This edit block allows you to drop variables from the your upload and/or the previous version.
This edit block allows you to convert a variable to a different type, optionally replacing any invalid values with
NULL when the "Set incompatible values to null" option is selected. Variable retyping follows standard variable retyping rules (note that converting floats to integers will automatically round them), and any invalid type transformations will prevent the version from being released.
When converting to date, date time, or time types, you will often need to specify a format string to read in data encoded in various display formats. Please consult the format string documentation for further information and examples.
Each edit block can display the number of variables and records that were added, updated, and/or removed by that block. In some cases this can be computed immediately, but in other circumstances you will need to click the "Compute" text to view the modifications triggered by the particular edit. Note that any non-computed edits will automatically be computed when the version is released.
As edits are applied to a version, they will automatically be propagated to that version's table. It is highly recommended that you validate and audit this table before you release your version.
The version table behaves much like other tables across Redivis, with a few additional features specific to auditing data within the version. Note that the cell preview is not available on unreleased versions.
When viewing the table, variable level modifications will be highlighted, with added variables in green, modified variables in yellow, and deleted variables in red. Note that variable modifications only highlight changes at the variable level (that is, retyped or renamed), not whether individual values of that variable were modified.
As in other tables, you can view variable summary statistics by clicking on any variable in your table. This allows you to see the general distribution of a variable and validate it against your expectations of the data.
Additionally, if you are inspecting a variable in a subsequent version that also existed in the previous version, clicking on that variable will open a comparison of the variable across the two versions. This can aid in identifying any unexpected changes due to any edits in the new version.
Like other tables, the version table allows you to run custom SQL queries to create more customized statistics and metrics.
Additionally, anyone with edit access to the dataset will be able to use the unreleased version within a project, allowing them to merge the pending version with other tables and leverage various querying interfaces within the project.
Note that if any edits are made to a pre-released version, they will immediately propagate to any projects that are using that pre-released version.

☆ ☆ ☆ ☆

> **TASK REQUIREMENTS**
a - Translate this sentence from the Redivis documentation into Spanish: "Like other tables, the version table allows you to run custom SQL queries to create more customized statistics and metrics."
b - Rewrite the part of the Redivis documentation starting at "Additionally, if you" and ending at "the new version.", substituting "side-by-side view" for "comparison".
The material that follows comes from a separate source.

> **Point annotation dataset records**
☆ ☆ ☆ ☆

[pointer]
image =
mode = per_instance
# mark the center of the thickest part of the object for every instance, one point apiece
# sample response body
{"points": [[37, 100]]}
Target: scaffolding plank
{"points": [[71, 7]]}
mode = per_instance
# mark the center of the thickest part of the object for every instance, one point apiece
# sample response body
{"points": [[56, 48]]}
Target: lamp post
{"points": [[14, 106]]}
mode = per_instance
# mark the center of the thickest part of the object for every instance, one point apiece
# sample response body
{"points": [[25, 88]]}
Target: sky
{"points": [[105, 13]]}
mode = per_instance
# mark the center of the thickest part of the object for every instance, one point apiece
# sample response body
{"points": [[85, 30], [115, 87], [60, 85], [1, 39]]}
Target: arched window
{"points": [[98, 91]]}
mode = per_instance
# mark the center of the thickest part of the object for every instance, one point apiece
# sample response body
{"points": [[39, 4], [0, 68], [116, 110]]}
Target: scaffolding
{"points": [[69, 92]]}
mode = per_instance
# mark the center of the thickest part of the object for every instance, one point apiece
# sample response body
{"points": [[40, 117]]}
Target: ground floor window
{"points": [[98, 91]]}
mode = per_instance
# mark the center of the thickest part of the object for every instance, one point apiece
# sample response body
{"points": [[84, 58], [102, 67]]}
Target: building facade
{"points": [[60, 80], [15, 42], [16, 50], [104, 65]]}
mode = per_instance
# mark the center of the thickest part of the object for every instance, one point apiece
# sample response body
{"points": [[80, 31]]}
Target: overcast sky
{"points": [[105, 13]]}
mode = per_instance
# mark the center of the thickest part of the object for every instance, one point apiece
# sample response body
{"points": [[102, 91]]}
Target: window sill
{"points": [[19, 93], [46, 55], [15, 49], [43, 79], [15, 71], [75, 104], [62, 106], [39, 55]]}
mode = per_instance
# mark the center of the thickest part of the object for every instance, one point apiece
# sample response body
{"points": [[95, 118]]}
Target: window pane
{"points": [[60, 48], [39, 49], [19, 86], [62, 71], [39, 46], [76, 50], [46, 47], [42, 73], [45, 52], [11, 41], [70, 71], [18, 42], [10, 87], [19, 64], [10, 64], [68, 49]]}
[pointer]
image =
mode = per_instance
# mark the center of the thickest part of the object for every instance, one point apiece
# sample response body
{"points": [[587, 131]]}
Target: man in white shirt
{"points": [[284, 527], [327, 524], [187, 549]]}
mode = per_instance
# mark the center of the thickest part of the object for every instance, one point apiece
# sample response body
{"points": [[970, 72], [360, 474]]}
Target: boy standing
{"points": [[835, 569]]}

☆ ☆ ☆ ☆

> **WORKED ANSWERS**
a - Al igual que otras tablas, la tabla de versión le permite ejecutar consultas SQL personalizadas para crear estadísticas y métricas más personalizadas.

b -
Additionally, if you are inspecting a variable in a subsequent version that also existed in the previous version, clicking on that variable will open a side-by-side view of the variable across the two versions. This can aid in identifying any unexpected changes due to any edits in the new version.